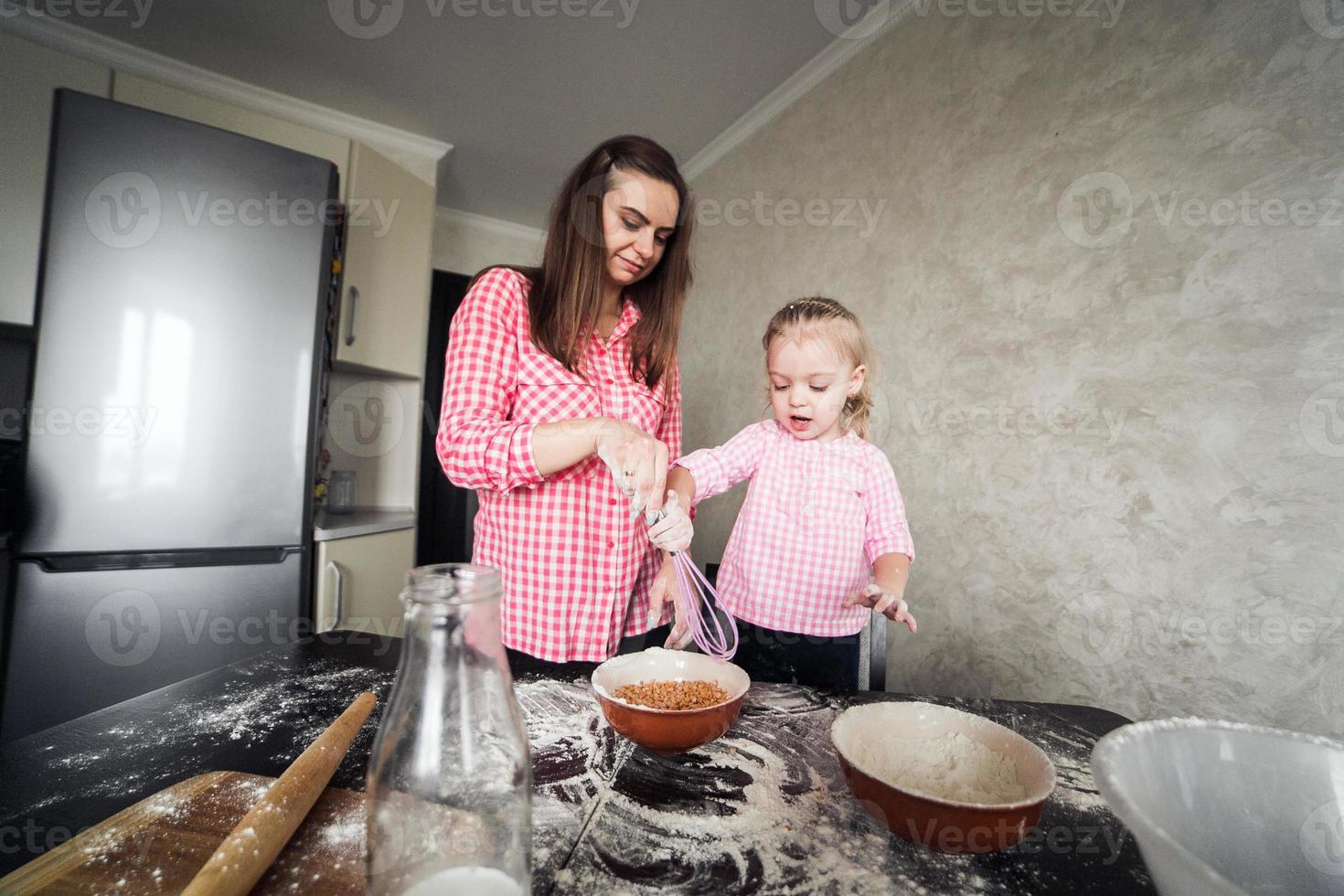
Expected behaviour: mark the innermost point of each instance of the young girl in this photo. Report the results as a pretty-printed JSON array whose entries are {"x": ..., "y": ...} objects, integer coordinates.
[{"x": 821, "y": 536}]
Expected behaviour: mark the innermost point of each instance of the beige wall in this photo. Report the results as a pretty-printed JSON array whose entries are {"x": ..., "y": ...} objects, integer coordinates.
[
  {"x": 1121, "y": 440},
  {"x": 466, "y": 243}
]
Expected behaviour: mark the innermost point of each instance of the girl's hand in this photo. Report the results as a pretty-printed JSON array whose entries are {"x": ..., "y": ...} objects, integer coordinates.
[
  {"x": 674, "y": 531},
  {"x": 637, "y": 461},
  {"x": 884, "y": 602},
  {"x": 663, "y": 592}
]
════════════════════
* _CONSIGNE_
Réécrivez toutes les lignes ci-dessus sous forme de liste JSON de chaînes, à raison d'une chaîne par ligne. Omettez les lignes vides et n'incluez pas les images.

* _RÉPONSE_
[
  "Expected behaviour: mark the innermost point of each instance of the young girl in this photo. Report the results as a pretty-printed JSON array whose entries are {\"x\": ..., \"y\": ...} objects, integer coordinates.",
  "[{\"x\": 821, \"y\": 536}]",
  "Expected behaviour: mark the innermost point of each instance of the beige wall in this photo. Report the results as a pretty-printed JSON array whose entries are {\"x\": ..., \"y\": ...} objects, integer coordinates.",
  "[",
  "  {\"x\": 1121, \"y\": 440},",
  "  {\"x\": 466, \"y\": 243}",
  "]",
  "Expected behaviour: mark the innermost point of each instance of the girl's hand in this photo. Report the results as a pretty-printed JSON array whose entries are {\"x\": ..., \"y\": ...} objects, integer coordinates.",
  "[",
  "  {\"x\": 674, \"y\": 531},",
  "  {\"x\": 637, \"y\": 461},",
  "  {\"x\": 884, \"y\": 602},",
  "  {\"x\": 663, \"y\": 592}",
  "]"
]